> **Problem description**:
For every line below, set down an identical copy.
##### Data under study #####
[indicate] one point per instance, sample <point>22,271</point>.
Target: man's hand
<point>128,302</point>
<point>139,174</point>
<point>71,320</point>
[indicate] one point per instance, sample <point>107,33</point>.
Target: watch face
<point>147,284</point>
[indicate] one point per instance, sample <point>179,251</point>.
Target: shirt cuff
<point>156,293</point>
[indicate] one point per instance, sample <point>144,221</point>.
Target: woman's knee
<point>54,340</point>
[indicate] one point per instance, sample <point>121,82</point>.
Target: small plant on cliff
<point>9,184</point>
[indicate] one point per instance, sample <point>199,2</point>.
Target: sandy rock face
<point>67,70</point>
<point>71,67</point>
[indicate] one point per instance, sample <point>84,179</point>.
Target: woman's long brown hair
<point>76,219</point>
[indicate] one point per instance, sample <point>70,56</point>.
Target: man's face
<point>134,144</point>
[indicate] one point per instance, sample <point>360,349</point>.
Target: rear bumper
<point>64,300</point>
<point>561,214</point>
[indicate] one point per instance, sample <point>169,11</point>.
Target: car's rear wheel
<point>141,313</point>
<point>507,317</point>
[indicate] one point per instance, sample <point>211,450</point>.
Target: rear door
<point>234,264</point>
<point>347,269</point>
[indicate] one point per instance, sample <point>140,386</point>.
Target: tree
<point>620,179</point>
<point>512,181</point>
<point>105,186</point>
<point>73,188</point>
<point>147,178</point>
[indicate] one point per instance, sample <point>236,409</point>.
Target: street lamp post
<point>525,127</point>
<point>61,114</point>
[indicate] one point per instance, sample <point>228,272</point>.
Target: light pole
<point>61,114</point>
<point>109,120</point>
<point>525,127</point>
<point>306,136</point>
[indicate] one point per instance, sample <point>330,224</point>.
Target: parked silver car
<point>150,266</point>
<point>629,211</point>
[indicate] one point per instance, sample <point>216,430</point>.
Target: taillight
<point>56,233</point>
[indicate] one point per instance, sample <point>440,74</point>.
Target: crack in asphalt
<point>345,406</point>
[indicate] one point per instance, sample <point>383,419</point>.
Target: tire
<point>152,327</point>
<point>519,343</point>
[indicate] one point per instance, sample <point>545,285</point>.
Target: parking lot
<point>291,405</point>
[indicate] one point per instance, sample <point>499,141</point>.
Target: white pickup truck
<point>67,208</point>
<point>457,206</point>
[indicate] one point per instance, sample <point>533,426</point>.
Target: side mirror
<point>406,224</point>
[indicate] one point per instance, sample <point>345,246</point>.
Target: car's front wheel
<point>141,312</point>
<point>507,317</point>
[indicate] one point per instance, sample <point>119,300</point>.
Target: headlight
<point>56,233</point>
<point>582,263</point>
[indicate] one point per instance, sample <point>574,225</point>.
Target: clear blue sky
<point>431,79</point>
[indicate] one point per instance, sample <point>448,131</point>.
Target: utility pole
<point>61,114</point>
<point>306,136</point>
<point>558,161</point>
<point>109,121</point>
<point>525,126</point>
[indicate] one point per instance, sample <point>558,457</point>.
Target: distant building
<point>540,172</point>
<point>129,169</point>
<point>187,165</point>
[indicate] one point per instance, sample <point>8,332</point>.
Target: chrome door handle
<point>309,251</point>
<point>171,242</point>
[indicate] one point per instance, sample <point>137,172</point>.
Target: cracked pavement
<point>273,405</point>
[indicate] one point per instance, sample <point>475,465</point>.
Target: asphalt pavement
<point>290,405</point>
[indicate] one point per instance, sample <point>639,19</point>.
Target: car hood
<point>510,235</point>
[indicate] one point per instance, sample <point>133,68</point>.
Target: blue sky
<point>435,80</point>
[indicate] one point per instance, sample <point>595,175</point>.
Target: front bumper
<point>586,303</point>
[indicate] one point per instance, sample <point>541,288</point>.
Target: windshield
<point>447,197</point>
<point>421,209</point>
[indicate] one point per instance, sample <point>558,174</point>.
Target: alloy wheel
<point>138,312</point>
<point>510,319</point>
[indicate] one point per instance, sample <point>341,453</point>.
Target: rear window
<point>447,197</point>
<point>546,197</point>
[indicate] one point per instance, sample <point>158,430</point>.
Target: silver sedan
#####
> **Response area**:
[indicate] one point per instance, sample <point>22,271</point>.
Target: man's hand
<point>128,302</point>
<point>139,174</point>
<point>71,320</point>
[indicate] one point per instance, sample <point>107,33</point>.
Target: watch face
<point>147,284</point>
[indicate] one point per instance, sample <point>179,251</point>.
Target: shirt cuff
<point>156,293</point>
[indicate] one point per instance, sample <point>144,221</point>.
Target: woman's knee
<point>54,340</point>
[indicate] one point per instance, sample <point>121,82</point>.
Target: small plant on cliff
<point>9,184</point>
[indicate] one point per instance, sample <point>199,2</point>.
Target: sandy rock face
<point>67,70</point>
<point>71,67</point>
[indicate] one point per instance, sample <point>84,179</point>.
Target: woman's long brown hair
<point>76,219</point>
[indicate] one point per instance, sample <point>70,56</point>.
Target: man's face
<point>134,144</point>
[indicate] one point per instance, sample <point>360,349</point>.
Target: rear bumper
<point>64,300</point>
<point>561,214</point>
[indicate] one point per instance, sample <point>169,11</point>.
Target: car's rear wheel
<point>141,313</point>
<point>507,317</point>
[indicate] one point per instance, sample <point>211,450</point>.
Target: rear door
<point>234,264</point>
<point>347,269</point>
[indicate] one point per instance, sample <point>140,386</point>.
Target: tree
<point>620,179</point>
<point>512,181</point>
<point>105,186</point>
<point>73,188</point>
<point>147,178</point>
[indicate] one point per instance, sample <point>236,409</point>.
Target: street lamp post
<point>525,127</point>
<point>61,114</point>
[indicate] one point per instance, sample <point>228,272</point>.
Target: light pole
<point>61,114</point>
<point>109,120</point>
<point>525,127</point>
<point>306,136</point>
[indicate] one point per instance, sample <point>330,224</point>.
Target: parked silver car
<point>150,266</point>
<point>629,211</point>
[indicate] one point per instance, sample <point>216,430</point>.
Target: taillight
<point>56,233</point>
[indicate] one point per instance, sample <point>440,74</point>.
Target: crack in asphalt
<point>345,406</point>
[indicate] one point per instance, sample <point>383,419</point>.
Target: tire
<point>152,327</point>
<point>519,343</point>
[indicate] one point per instance, sample <point>545,285</point>.
Target: parking lot
<point>291,405</point>
[indicate] one point per instance, sample <point>499,141</point>.
Target: white pickup truck
<point>67,208</point>
<point>457,206</point>
[indicate] one point per instance, sample <point>533,426</point>.
Target: side mirror
<point>406,224</point>
[indicate] one point per instance, sample <point>345,246</point>.
Target: car's front wheel
<point>141,312</point>
<point>507,317</point>
[indicate] one point per instance, sample <point>119,300</point>.
Target: headlight
<point>56,233</point>
<point>582,263</point>
[indicate] one point per instance, sample <point>574,225</point>.
Target: clear blue sky
<point>431,79</point>
[indicate] one point per instance, sample <point>448,131</point>.
Target: utility pole
<point>61,114</point>
<point>306,136</point>
<point>558,161</point>
<point>109,121</point>
<point>525,126</point>
[indicate] one point per instance, sample <point>558,457</point>.
Target: distant building
<point>540,172</point>
<point>129,169</point>
<point>187,165</point>
[indicate] one point per instance, sample <point>8,332</point>.
Target: chrome door handle
<point>309,251</point>
<point>171,242</point>
[indicate] one point per instance, sample <point>137,172</point>.
Target: cracked pavement
<point>273,405</point>
[indicate] one point per instance, sample <point>475,465</point>.
Target: asphalt pavement
<point>290,405</point>
[indicate] one point per instance, sample <point>639,19</point>.
Target: car hood
<point>510,235</point>
[indicate] one point per instance, sample <point>133,68</point>.
Target: blue sky
<point>435,80</point>
[indicate] one point per instance, sample <point>595,175</point>.
Target: front bumper
<point>586,303</point>
[indicate] one point per instance, sample <point>541,288</point>.
Target: windshield
<point>447,197</point>
<point>421,209</point>
[indicate] one point per instance, sample <point>558,174</point>.
Target: alloy wheel
<point>138,312</point>
<point>510,319</point>
[indicate] one point per instance, sample <point>341,453</point>.
Target: rear window
<point>447,197</point>
<point>546,197</point>
[indicate] one point per instance, sample <point>158,430</point>.
Target: silver sedan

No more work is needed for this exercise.